[TEXT FOR ANALYSIS]
# # # # # # #
General characteristics (as built)
- Type: Douro-class destroyer
- Displacement: 1,219 long tons (1,239 t) (standard); 1,563 long tons (1,588 t) (full load);
- Length: 323 ft (98.5 m)
- Beam: 31 ft (9.4 m)
- Draught: 11 ft (3.4 m)
- Installed power: 3 × Yarrow boilers; 33,000 shp (25,000 kW);
- Propulsion: 2 shafts; 2 × geared steam turbines
- Speed: 36 knots (67 km/h; 41 mph)
- Range: 5,400 nmi (10,000 km; 6,200 mi) at 15 knots (28 km/h; 17 mph)
- Complement: 147
- Armament: 4 × single 4.7 in (120 mm) guns; 3 × single 2 pdr (40 mm (1.6 in)) AA guns; 2 × quadruple 21 in (533 mm) torpedo tubes; 2 × depth charge throwers; 12 depth charges; 20 × mines;

= NRP Dão =

Douro-class destroyer of the Portuguese Navy, in service from 1935 to 1960

NRP Dão was one of five built for the Portuguese Navy during the 1930s. She remained in service until 1960, being refitted and re-armed several times and taking part in a coup attempt in 1936.

==Construction and design==
The British shipbuilder Yarrows's design was based on , a prototype destroyer built for the Royal Navy in 1926. On 18 January 1933, a fifth destroyer of the class was ordered from the Lisbon Shipyard, with machinery to be built by Yarrow. Portuguese Dictator António de Oliveira Salazar gave a speech to commemorate the beginning of construction, thanking the navy minister for "choosing to name this unit of our fleet after the river that crosses my town." Dão was launched on 30 July 1934 and commissioned on 5 January 1935.

The Douro-class ships were 323 ft long overall, with a beam of 31 ft and a draught of 11 ft. They displaced 1219 LT at standard load and 1563 LT at full load.
# # # # # # #
[DATA EXTRACT]

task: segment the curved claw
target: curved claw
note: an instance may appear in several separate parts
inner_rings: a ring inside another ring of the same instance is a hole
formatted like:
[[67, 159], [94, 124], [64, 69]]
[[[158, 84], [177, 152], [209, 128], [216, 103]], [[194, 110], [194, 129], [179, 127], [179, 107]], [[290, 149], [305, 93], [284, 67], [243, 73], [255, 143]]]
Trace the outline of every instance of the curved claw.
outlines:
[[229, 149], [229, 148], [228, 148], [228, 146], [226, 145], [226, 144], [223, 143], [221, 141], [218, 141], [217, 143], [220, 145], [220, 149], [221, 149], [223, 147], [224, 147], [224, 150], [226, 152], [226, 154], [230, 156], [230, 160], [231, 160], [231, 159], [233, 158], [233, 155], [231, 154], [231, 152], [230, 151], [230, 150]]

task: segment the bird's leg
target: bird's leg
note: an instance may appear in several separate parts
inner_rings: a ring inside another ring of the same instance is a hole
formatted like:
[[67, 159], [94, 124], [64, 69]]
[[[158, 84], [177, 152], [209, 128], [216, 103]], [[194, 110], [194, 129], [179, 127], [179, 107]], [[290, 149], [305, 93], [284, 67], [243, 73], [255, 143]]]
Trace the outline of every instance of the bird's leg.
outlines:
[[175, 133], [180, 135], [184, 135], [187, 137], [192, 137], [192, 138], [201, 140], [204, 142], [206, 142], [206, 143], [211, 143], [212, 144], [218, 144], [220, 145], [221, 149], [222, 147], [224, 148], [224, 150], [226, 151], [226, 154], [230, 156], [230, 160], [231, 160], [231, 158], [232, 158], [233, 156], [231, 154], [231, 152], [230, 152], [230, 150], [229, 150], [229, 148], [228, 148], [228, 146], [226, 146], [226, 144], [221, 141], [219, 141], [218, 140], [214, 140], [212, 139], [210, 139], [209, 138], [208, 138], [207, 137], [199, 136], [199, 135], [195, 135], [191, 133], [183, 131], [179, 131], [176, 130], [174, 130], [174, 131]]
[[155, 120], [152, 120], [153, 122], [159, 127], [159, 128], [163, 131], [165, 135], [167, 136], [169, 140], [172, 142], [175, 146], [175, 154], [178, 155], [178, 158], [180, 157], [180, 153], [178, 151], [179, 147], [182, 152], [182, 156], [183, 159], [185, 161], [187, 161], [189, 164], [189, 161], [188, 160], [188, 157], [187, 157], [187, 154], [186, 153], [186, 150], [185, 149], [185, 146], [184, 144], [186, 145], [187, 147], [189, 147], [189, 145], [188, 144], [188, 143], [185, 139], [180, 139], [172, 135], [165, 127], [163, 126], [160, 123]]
# # # # # # #
[WORK ORDER]
In the text about NRP Dão, reproduce word for word the passage whose opening words contain "- Installed power: 3" and which closes with "attempt in 1936.".

[WRITTEN RESPONSE]
- Installed power: 3 × Yarrow boilers; 33,000 shp (25,000 kW);
- Propulsion: 2 shafts; 2 × geared steam turbines
- Speed: 36 knots (67 km/h; 41 mph)
- Range: 5,400 nmi (10,000 km; 6,200 mi) at 15 knots (28 km/h; 17 mph)
- Complement: 147
- Armament: 4 × single 4.7 in (120 mm) guns; 3 × single 2 pdr (40 mm (1.6 in)) AA guns; 2 × quadruple 21 in (533 mm) torpedo tubes; 2 × depth charge throwers; 12 depth charges; 20 × mines;

= NRP Dão =

Douro-class destroyer of the Portuguese Navy, in service from 1935 to 1960

NRP Dão was one of five built for the Portuguese Navy during the 1930s. She remained in service until 1960, being refitted and re-armed several times and taking part in a coup attempt in 1936.